▶ [Exercise]: Can you pick up the passage below on how a high-salt diet makes the body produce its own water and continue it from where it stops?

▶ [Extract to read]:
“There
was only one way to explain this phenomenon,” Dr. Titze said. “The body
most likely had generated or produced water when salt intake was high.”
Another
puzzle: The crew complained that they were always hungry on the
high-salt diet. Dr. Titze assured them that they were getting exactly
enough food to maintain their weights, and were eating the same amount
on the lower-salt diets, when hunger did not seem to be problem.
But
urine tests suggested another explanation. The crew members were
increasing production of glucocorticoid hormones, which influence both
metabolism and immune function.
To
get further insight, Dr. Titze began a study of mice in the laboratory.
Sure enough, the more salt he added to the animals’ diet, the less
water they drank. And he saw why.
The
animals were getting water — but not by drinking it. The increased
levels of glucocorticoid hormones broke down fat and muscle in their own
bodies. This freed up water for the body to use.
But that process requires energy, Dr. Titze also found, which is why the mice ate 25 percent more food on a high-salt diet. The hormones also may be a cause of the strange long-term fluctuations in urine volume.
Scientists
knew that a starving body will burn its own fat and muscle for
sustenance. But the realization that something similar happens on a
salty diet has come as a revelation.
People do what camels do, noted Dr. Mark Zeidel, a nephrologist at Harvard Medical School who wrote an editorial
accompanying Dr. Titze’s studies. A camel traveling through the desert
that has no water to drink gets water instead by breaking down the fat
in its hump.
One
of the many implications of this finding is that salt may be involved
in weight loss. Generally, scientists have assumed that a high-salt diet
encourages a greater intake of fluids, which increases weight.
But if balancing a higher salt intake requires the body to break down tissue, it may also increase energy expenditure.

▶ [Exercise data]:

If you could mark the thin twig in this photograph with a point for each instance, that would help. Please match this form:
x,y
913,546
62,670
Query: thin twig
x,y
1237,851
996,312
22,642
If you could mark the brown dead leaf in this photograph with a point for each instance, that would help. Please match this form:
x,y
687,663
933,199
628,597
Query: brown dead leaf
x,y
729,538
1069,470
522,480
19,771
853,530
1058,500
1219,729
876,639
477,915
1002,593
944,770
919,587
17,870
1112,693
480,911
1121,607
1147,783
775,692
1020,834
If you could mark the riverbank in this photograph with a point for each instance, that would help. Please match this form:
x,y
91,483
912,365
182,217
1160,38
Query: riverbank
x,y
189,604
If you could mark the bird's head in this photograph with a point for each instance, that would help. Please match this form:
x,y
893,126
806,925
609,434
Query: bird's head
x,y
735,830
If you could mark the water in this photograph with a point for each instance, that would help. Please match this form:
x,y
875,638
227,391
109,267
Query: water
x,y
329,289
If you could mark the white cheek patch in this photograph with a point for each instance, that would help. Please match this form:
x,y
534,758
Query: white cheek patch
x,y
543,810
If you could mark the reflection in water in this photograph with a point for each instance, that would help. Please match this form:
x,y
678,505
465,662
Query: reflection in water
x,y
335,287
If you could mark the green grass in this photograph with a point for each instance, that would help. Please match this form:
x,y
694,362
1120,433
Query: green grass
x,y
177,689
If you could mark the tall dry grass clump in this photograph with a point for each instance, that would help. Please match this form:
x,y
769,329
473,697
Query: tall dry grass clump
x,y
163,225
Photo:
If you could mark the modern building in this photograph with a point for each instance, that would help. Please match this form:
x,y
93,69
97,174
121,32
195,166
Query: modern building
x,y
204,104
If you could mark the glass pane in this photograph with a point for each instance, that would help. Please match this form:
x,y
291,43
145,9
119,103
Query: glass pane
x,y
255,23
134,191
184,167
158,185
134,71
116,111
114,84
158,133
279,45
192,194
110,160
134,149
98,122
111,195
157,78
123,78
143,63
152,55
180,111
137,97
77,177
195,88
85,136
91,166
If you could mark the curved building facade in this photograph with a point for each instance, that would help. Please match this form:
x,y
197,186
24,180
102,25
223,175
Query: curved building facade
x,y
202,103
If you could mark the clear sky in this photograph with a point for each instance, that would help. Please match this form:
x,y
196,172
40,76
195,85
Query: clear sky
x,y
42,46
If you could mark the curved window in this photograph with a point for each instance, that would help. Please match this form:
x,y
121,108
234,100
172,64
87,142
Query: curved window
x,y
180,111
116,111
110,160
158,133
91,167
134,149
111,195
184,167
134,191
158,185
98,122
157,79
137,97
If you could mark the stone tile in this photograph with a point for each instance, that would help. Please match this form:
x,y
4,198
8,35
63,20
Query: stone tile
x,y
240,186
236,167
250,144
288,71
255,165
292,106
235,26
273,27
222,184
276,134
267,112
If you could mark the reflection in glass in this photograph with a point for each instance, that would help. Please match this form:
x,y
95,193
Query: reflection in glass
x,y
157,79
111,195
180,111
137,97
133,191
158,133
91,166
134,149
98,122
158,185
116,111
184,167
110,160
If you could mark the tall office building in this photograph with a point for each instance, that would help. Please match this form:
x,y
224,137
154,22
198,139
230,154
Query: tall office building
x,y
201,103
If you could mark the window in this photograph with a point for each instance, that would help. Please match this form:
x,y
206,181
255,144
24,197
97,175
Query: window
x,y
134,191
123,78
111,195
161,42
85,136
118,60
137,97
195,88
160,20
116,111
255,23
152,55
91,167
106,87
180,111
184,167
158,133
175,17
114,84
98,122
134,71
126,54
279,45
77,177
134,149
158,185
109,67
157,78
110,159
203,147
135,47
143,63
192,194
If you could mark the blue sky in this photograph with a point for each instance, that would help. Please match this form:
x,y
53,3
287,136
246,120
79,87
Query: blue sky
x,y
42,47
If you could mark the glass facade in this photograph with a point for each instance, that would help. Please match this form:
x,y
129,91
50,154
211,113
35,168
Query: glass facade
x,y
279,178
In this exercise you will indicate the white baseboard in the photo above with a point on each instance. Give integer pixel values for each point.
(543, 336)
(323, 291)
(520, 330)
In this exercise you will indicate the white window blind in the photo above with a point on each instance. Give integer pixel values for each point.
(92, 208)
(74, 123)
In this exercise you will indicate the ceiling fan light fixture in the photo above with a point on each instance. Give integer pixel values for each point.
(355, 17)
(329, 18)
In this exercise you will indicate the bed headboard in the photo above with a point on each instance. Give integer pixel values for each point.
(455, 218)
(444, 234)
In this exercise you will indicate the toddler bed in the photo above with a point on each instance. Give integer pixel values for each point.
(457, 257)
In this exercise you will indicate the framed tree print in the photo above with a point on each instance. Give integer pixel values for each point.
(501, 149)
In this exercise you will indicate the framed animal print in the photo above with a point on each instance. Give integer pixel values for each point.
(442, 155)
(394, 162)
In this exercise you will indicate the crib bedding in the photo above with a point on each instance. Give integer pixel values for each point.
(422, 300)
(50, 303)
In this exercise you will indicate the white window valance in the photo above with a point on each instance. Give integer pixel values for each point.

▶ [Written answer]:
Still,
Dr. Titze said he would not advise eating a lot of salt to lose weight.
If his results are correct, more salt will make you hungrier in the
long run, so you would have to be sure you did not eat more food to make
up for the extra calories burned.
And, Dr. Titze said, high glucocorticoid levels are linked to such conditions as osteoporosis, muscle loss, Type 2 diabetes and other metabolic problems.
But
what about liquids? Everyone knows that salty foods make you thirsty.
How could it be that a high-salt diet made the cosmonauts less thirsty?
In
reality, said Dr. Zeidel, people and animals get thirsty because
salt-detecting neurons in the mouth stimulate an urge to drink. This
kind of “thirst” may have nothing to do with the body’s actual need for
water.
These findings have opened up an array of puzzling questions, experts said.
“The work suggests that we really do not understand the effect of sodium chloride on the body,” said Dr. Hoenig.
“These
effects may be far more complex and far-reaching than the relatively
simple laws that dictate movement of fluid, based on pressures and
particles.”
She and others have not abandoned their conviction that high-salt diets can raise blood pressure in some people.
But
now, Dr. Hoenig said, “I suspect that when it comes to the adverse
effects of high sodium intake, we are right for all the wrong reasons.”